--- DIRECTION ---
Put every line of the entries below into a JSON list of strings, one string per line, leaving out any blank lines.
----
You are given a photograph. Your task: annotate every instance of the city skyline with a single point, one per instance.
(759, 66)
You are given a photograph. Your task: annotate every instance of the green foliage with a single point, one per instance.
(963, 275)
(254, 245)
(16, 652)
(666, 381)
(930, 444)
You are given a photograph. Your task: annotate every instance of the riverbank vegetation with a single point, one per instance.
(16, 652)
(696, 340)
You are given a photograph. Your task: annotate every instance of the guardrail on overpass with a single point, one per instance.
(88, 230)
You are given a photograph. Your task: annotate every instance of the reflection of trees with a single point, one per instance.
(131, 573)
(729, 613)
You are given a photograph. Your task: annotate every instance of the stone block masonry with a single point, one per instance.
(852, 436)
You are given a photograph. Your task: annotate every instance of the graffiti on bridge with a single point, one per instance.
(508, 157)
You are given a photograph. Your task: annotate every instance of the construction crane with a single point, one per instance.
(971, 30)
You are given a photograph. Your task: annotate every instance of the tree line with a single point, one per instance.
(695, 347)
----
--- COMPLETE ANSWER ---
[
  "You are given a photograph. Your task: annotate every instance of the city skyline with a single point, one per instance.",
  "(759, 66)",
  "You are given a photograph. Your task: annotate every instance of the green foliage with a single point, one per instance.",
  "(963, 275)",
  "(254, 245)",
  "(16, 652)",
  "(666, 381)",
  "(930, 444)",
  "You are given a photograph. Your task: annotate every instance of the riverbank vegetation with a single point, one per instance.",
  "(16, 652)",
  "(696, 340)",
  "You are given a photograph. Your task: annotate every instance of the guardrail on overpass with a single point, one per instance.",
  "(88, 230)",
  "You are given a photograph. Your task: annotate every instance of the reflection of trees with a single point, one per instance.",
  "(131, 573)",
  "(729, 613)",
  "You are given a photograph. Your task: annotate every instance of the stone block masonry with a single point, one per instance.",
  "(852, 436)",
  "You are given a photograph. Your task: annotate every instance of the graffiti on bridge with a single point, one per instance.",
  "(508, 157)",
  "You are given a photograph. Your task: annotate every instance of the construction crane with a single point, one per instance.",
  "(971, 30)",
  "You are given a photograph. Your task: annotate every instance of the tree line with a single point, one per instance.",
  "(695, 347)"
]